* _SOURCE DOCUMENT_
Toxic algae found in Blue Mesa Reservoir
GRAND JUNCTION, Colo. (KJCT) - The National Park Service (NPS) has sampled and analyzed water in the Iola Basin of the Blue Mesa Reservoir, and has determined the presence of cyanotoxins that exceed safe exposure levels.
Certain types of algae blooms can produce cyanotoxins, which can become harmful to humans and animals.
The NPS has closed areas in the Iona Basin to full-body contact recreation including swimming, skiing, paddle-boarding, wading, and similar sports. NPS requests the public use caution to avoid unnecessary exposure to reservoir water when fishing, boating, or recreating.
Other areas of Blue Mesa Reservoir may also contain these toxins, so the public is urged to use caution and to avoid areas with algal mats.
While boating and fishing remain open throughout Blue Mesa Reservoir, recreators are asked to be sure to clean fish thoroughly in treated water and to remember to clean, drain, and dry all boats and fishing gear.

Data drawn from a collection
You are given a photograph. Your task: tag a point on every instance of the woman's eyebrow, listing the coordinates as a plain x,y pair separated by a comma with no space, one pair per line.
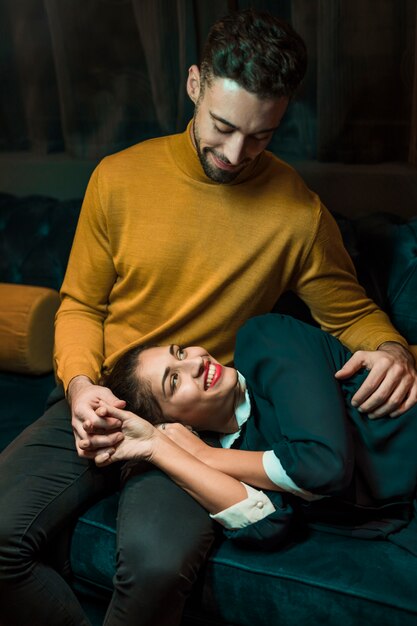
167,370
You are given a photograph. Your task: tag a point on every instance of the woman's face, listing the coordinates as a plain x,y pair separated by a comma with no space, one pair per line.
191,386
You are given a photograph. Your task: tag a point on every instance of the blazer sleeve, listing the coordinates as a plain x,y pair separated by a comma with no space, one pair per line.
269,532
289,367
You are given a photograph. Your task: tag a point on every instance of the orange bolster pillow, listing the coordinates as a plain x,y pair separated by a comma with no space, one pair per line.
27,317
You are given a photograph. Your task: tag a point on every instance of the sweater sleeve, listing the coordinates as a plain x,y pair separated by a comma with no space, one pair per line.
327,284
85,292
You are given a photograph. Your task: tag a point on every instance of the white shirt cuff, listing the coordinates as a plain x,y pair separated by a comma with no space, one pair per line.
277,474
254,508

...

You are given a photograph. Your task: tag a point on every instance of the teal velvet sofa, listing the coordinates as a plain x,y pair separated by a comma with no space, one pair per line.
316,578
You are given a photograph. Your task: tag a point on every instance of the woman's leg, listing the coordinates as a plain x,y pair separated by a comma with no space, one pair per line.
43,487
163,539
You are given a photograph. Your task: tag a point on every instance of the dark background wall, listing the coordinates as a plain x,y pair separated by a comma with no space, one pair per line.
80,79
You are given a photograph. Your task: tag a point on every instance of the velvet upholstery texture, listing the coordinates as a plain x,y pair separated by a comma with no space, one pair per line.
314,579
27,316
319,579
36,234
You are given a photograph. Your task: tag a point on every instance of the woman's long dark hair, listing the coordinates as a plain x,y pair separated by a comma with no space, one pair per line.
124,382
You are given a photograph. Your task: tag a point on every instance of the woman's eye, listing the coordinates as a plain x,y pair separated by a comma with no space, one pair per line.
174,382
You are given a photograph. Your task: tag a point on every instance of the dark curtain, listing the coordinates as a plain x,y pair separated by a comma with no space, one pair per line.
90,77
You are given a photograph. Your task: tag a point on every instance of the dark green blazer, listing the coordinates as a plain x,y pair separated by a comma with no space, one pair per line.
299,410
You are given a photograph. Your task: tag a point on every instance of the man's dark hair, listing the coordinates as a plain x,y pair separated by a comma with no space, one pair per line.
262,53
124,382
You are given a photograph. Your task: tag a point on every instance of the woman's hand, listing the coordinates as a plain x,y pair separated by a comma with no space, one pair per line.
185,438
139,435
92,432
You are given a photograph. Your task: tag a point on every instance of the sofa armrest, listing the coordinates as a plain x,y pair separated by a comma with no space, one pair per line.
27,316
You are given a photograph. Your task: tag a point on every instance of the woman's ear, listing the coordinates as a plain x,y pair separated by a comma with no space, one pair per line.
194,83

* _WHAT TO DO_
Extend the news report on toxic algae in Blue Mesa Reservoir, picking up after its final sentence. The records have no connection to the text.

* _OUTPUT_
Dogs and other animals should not drink water from any portion of the Iola Basin, and the park recommends not allowing your animals to swim or drink from any reservoir waters.
If individuals or pets experience nausea, vomiting, digestive distress, breathing problems, seizures, or unexplained illness after coming in contact with the water, contact medical care (doctor or veterinarian) immediately.
Harmful algae, better known as blue-green algae, is common and natural to waters across Colorado. The algae can multiply rapidly forming blooms and scums, particularly in areas of shallow and warm water.
The National Park Service will continue to monitor waters across Colorado.